*SUPPLIED MATERIAL*:

···

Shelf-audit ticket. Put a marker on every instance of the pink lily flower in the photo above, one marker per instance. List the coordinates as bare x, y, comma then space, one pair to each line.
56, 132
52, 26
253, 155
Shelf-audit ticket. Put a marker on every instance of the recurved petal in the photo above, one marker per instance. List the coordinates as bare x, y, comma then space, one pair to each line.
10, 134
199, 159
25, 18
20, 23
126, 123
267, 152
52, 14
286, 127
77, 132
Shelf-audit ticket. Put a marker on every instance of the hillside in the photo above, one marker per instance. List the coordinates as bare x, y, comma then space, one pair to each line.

···

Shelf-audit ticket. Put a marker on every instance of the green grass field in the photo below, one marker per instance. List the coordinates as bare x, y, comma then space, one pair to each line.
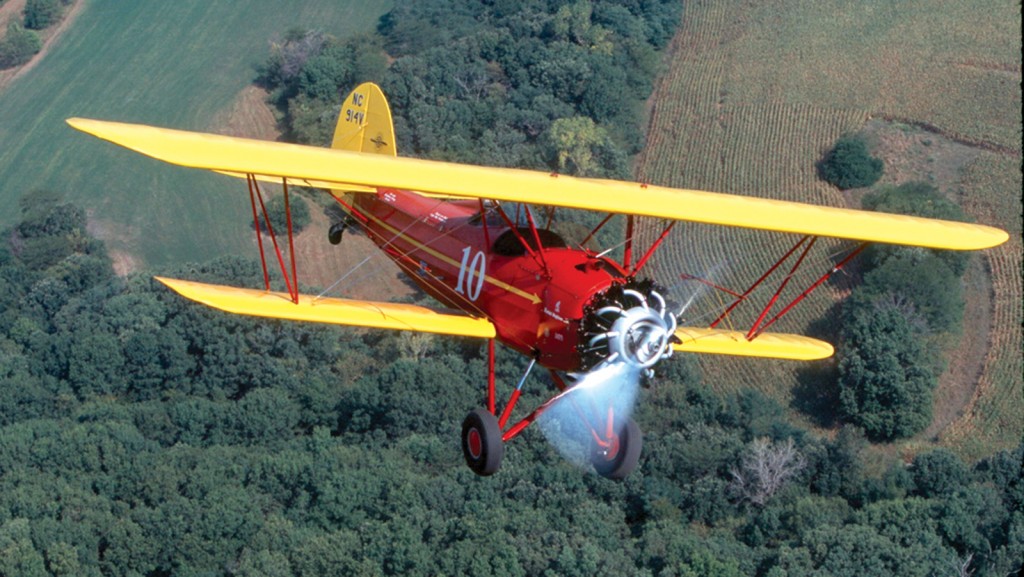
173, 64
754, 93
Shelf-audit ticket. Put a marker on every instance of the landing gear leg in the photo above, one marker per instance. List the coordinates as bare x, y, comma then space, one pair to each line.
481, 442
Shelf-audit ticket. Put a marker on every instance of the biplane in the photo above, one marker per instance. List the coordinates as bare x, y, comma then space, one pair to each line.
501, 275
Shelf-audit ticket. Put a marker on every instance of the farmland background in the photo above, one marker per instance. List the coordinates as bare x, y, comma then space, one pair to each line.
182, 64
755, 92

···

*INSTRUCTIONS FOR THE TASK*:
Every line from the line containing "Shelf-audit ticket. Put a marker on every instance of the pink" through the line containing "of the hillside" in the records above must be retyped exactly. Leave out the rest.

*EXERCISE RESPONSE*:
Shelf-audit ticket. Put a marker on every instance of the pink lily flower in the photo above, one marker per instance. List the coordinates as bare x, y, comma then space, one pair to each line.
56, 132
52, 26
253, 155
Shelf-audit ticket. Put a marker on every instance of the recurved petal in the photo above, one marker per instance. List the coordinates as bare x, y, comma then space, one pair to each line.
10, 134
199, 159
25, 18
20, 23
126, 123
267, 152
52, 14
286, 127
77, 132
Shelf-audit ticket. Put a marker on every instance of the hillside in the photo above, one marker per instance. List the coordinates as bare x, y, comma then space, one pair to each line.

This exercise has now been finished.